Required work
Return every line of the records below word for word, without changing anything.

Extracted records

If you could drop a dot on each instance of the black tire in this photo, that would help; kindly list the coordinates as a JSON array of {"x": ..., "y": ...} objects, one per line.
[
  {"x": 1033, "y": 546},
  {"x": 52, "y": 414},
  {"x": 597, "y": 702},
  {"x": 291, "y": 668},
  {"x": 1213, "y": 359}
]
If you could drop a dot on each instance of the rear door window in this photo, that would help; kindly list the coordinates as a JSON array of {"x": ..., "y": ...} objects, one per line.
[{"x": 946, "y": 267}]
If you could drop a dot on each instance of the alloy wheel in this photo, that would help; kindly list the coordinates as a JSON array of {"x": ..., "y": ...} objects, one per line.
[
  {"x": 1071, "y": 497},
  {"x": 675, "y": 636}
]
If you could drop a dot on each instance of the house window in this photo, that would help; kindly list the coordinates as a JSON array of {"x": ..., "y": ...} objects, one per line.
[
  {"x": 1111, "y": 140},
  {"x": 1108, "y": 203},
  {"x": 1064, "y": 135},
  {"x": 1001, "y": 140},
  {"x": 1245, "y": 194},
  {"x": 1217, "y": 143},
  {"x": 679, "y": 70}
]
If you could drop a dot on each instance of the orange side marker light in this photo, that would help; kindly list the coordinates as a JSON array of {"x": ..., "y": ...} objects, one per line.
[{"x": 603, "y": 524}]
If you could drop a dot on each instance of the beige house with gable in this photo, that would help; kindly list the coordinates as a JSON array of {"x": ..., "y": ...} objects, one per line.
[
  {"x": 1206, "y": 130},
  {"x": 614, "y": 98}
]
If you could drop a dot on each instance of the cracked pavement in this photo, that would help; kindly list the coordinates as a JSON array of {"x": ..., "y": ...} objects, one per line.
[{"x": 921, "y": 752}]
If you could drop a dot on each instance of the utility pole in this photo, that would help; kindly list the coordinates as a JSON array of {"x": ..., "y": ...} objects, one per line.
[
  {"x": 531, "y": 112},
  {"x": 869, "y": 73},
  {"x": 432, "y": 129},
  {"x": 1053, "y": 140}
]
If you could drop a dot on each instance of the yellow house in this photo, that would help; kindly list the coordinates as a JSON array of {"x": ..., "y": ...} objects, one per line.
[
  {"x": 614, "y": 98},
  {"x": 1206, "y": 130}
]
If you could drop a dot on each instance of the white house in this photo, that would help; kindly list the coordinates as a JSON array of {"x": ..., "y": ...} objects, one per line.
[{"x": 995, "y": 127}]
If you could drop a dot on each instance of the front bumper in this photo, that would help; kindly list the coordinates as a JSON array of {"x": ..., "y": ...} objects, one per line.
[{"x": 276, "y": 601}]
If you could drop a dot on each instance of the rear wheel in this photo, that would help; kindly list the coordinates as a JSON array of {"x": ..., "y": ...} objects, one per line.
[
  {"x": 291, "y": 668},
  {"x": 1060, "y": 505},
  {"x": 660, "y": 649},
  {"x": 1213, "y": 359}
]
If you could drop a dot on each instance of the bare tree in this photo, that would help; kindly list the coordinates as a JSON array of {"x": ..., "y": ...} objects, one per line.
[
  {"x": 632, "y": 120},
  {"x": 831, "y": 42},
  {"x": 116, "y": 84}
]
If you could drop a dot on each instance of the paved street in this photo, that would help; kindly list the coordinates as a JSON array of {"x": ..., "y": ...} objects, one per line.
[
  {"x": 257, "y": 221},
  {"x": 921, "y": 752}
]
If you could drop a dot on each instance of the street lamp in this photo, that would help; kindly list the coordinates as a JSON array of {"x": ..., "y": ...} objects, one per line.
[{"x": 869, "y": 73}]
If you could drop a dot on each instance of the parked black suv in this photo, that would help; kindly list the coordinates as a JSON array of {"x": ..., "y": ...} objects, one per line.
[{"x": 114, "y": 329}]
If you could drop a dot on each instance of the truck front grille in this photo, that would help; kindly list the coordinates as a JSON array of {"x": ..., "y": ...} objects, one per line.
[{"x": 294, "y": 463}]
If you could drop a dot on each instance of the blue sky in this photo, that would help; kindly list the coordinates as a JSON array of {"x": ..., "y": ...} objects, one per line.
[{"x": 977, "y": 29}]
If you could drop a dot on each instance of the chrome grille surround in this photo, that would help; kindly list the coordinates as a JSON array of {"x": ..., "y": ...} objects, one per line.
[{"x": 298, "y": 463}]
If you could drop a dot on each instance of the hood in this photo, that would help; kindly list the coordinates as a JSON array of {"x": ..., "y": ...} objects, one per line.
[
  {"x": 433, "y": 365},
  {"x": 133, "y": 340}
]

Exercise solution
If you could drop a dot on each instance of the black tire in this photo, that would help; kindly list the coordinates as a JSON array of {"x": ..., "y": ...} objects, one per line.
[
  {"x": 1033, "y": 546},
  {"x": 52, "y": 414},
  {"x": 597, "y": 702},
  {"x": 291, "y": 668},
  {"x": 1213, "y": 359}
]
If you could drop a dot on each instance of the rear door window in this photo, that would help; kindly list the coordinates as a JSON array of {"x": ..., "y": ...} objects, one per line.
[{"x": 946, "y": 267}]
If you could drop a dot on each instance of the alloy wheel in this photo, that would help; kindly list the coordinates as a JSON array of {"x": ..., "y": ...} objects, one per line.
[
  {"x": 1071, "y": 497},
  {"x": 675, "y": 636}
]
If you could drop a dot on each instance of the house window in this photo, that would help; kindly list the coordinates as a JSON array of {"x": ..., "y": ...} objects, one per line.
[
  {"x": 1111, "y": 140},
  {"x": 1108, "y": 203},
  {"x": 1064, "y": 135},
  {"x": 1001, "y": 140},
  {"x": 1245, "y": 194},
  {"x": 1217, "y": 143},
  {"x": 679, "y": 70}
]
If you could drop a dot on each instance of the orange side marker light in this photo, that would help; kindly list the coordinates as a JSON array of {"x": ..., "y": ...} objects, one per line.
[{"x": 603, "y": 524}]
If you could drop a dot on each instance of the beige house with gable in this photo, that would help; kindly list the coordinates as a JSON array of {"x": ..., "y": ...} objects, one per line.
[
  {"x": 1206, "y": 130},
  {"x": 614, "y": 98}
]
If you could drop a dot on each instance of the cracked pavement in this photo, that would help; kindly list the coordinates as a JSON array of {"x": ..., "y": ...} objects, one per line.
[{"x": 921, "y": 752}]
If you could drop a dot on each instance of the utility pole in this photo, that would help; kindly list the coordinates as a JSON array of {"x": ..., "y": ...} objects, one per line.
[
  {"x": 531, "y": 112},
  {"x": 869, "y": 73},
  {"x": 432, "y": 129},
  {"x": 1053, "y": 140}
]
If you could drop a dot on each instance of the yellow house in this photo, that would help; kindly list the coordinates as a JSON array of {"x": ..., "y": ...} objects, one per line.
[
  {"x": 614, "y": 98},
  {"x": 1206, "y": 130}
]
If you could drop a dot on each instance of the white house in this photo, that would help; kindly list the coordinates as a JSON array of {"x": ..., "y": ...} objects, one per line.
[{"x": 995, "y": 127}]
If you could drop a dot on each instance of the front bumper in this photo, that would help; kindly list the coordinates as a JSON array of {"x": ..., "y": ...} objects, one per line.
[{"x": 276, "y": 601}]
If you could drop a dot on each instance of the rear wheel in this photo, that would help; kindly list the coordinates as a JSON array of {"x": ..., "y": ...} objects, one per line.
[
  {"x": 291, "y": 668},
  {"x": 1060, "y": 505},
  {"x": 660, "y": 649},
  {"x": 1213, "y": 359}
]
If you could drop a dot on each instance of the bare tree in this photo, that would help; kindly list the coordinates as a JSON array of {"x": ..., "y": ...} objects, one per line.
[
  {"x": 632, "y": 120},
  {"x": 831, "y": 42},
  {"x": 116, "y": 84}
]
If you could drop a dot on each instance of the paved street in this photo, that would help; kindly list the coordinates as a JSON array of {"x": ..., "y": ...} objects, one per line.
[
  {"x": 257, "y": 221},
  {"x": 921, "y": 752}
]
If you could drop a dot on each instance of the street lamp in this photo, that would help; kindly list the coordinates as a JSON array of {"x": ..., "y": ...} objects, one per line.
[{"x": 869, "y": 73}]
If you could drop a dot on each instance of the parked black suv in this photo, that would help; kindly list the coordinates as a JSON array of {"x": ..., "y": ...} objects, one per line.
[{"x": 114, "y": 329}]
If you could drop a dot on each instance of the truck front grille in this photo, that would help; kindly list the coordinates as a JSON array of {"x": ..., "y": ...} objects, one per line.
[{"x": 294, "y": 463}]
If you could drop a dot on each instance of the blue sky in this photo, that would help; kindly list the coordinates as a JSON array of {"x": ..., "y": ...} objects, one per line.
[{"x": 977, "y": 29}]
If you could drop a dot on each instance of the chrome grille surround in this photo, that would help; kindly list the coordinates as a JSON array of {"x": ..., "y": ...} objects, one per line.
[{"x": 298, "y": 463}]
If you could drop a dot on each instance of the hood in this photo, that would help; kindly list the coordinates as a JSON array of {"x": ..., "y": ...} objects, one per line.
[
  {"x": 433, "y": 365},
  {"x": 133, "y": 340}
]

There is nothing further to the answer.